EXERCISE TASK =>
Convert the listing, from the line containing "[mark] the wet" through its final line, into a JSON list of strings with one string per line, omitting any blank lines.
════
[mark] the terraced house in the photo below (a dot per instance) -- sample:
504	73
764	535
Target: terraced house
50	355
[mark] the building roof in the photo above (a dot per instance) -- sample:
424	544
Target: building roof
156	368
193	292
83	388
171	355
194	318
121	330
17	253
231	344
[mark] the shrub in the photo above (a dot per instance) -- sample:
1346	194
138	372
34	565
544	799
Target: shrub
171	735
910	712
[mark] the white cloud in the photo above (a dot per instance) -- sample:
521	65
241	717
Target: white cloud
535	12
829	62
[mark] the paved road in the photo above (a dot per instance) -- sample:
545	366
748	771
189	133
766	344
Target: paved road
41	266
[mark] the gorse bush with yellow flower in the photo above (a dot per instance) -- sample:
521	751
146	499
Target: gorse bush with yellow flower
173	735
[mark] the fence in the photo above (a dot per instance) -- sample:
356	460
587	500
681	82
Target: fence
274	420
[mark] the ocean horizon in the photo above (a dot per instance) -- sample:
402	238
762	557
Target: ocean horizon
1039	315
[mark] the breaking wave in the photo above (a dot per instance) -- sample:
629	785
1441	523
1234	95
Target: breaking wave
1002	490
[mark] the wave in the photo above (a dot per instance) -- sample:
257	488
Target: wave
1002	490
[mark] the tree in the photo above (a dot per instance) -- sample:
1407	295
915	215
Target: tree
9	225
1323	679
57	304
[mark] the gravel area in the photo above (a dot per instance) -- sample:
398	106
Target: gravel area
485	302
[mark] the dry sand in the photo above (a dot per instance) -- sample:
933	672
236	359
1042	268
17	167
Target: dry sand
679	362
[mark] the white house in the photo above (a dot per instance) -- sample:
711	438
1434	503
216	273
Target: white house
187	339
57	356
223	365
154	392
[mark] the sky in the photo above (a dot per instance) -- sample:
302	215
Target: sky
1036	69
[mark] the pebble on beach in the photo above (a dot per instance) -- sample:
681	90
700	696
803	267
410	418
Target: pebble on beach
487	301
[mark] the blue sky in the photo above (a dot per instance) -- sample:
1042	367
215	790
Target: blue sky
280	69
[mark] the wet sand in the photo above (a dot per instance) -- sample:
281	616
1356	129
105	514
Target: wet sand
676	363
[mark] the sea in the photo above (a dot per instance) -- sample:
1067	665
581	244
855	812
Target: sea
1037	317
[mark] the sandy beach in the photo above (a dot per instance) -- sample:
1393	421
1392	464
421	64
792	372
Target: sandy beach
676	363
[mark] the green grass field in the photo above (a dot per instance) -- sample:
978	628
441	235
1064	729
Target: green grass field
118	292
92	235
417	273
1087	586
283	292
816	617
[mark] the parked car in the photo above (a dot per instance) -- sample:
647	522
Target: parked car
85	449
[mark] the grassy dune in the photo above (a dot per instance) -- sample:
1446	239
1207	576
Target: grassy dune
════
SOLUTION TO THIS EXERCISE =>
[
  "[mark] the wet sand in the photo above (a dot per instance) -- sample:",
  "281\t616",
  "1356\t129",
  "105\t514",
  "Target: wet sand",
  "676\t363",
  "[mark] the sea in the photo above (a dot per instance) -- sample:",
  "1067\t665",
  "581\t244",
  "855\t812",
  "Target: sea",
  "1037\t317",
  "[mark] the sandy beach in the photo above (a dot per instance) -- sample:",
  "1393\t421",
  "1392\t464",
  "421\t64",
  "792\t372",
  "Target: sandy beach",
  "676\t363",
  "[mark] the green grass field in the photo above (a dot per instance) -- sample:",
  "978\t628",
  "441\t235",
  "1064\t729",
  "Target: green grass field",
  "118\t292",
  "92\t235",
  "417\t273",
  "1087\t586",
  "283\t292",
  "816\t617",
  "[mark] the parked car in the photo above (a dot per instance) -- sample:",
  "647\t522",
  "Target: parked car",
  "85\t449",
  "[mark] the grassy dune in the photo above (a dot per instance) -- sample:",
  "1446\t239",
  "1207\t576",
  "Target: grassy dune"
]